▶ _Data to use_:
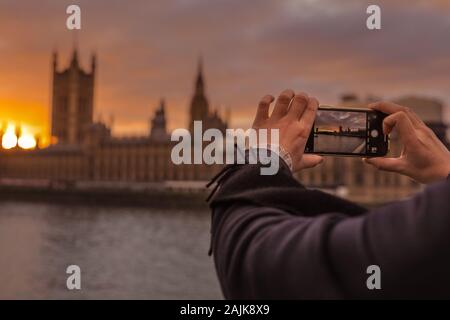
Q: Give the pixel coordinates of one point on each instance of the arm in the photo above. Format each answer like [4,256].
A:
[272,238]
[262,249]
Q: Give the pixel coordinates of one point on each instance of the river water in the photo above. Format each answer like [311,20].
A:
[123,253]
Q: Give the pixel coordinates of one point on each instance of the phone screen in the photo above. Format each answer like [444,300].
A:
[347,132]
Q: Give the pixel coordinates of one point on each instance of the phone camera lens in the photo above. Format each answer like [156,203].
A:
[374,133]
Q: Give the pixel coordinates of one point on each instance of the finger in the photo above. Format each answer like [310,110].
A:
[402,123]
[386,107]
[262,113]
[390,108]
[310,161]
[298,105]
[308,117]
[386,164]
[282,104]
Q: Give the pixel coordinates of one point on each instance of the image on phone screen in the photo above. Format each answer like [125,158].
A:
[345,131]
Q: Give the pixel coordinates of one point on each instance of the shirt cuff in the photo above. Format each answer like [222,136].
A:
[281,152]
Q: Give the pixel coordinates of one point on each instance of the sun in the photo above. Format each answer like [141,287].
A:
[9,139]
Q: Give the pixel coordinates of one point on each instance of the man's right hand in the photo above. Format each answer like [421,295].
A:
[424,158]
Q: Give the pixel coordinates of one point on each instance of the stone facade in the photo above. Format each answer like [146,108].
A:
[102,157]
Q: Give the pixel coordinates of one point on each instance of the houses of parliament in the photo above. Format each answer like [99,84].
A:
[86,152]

▶ _Exercise directions_: Change "houses of parliament" to "parliament building" in the entries from the line with "answer like [146,108]." up to and including the last line of the entries. Give those lines again with nothing else altered.

▶ _Completed task_:
Q: Give the pixel coordinates of one point on each instance of the stone facade in the photo above. Format each answer like [146,108].
A:
[102,157]
Q: Give the pixel coordinates of one point on each instance of the parliament building in the photo above. Format each answer like [99,84].
A:
[86,152]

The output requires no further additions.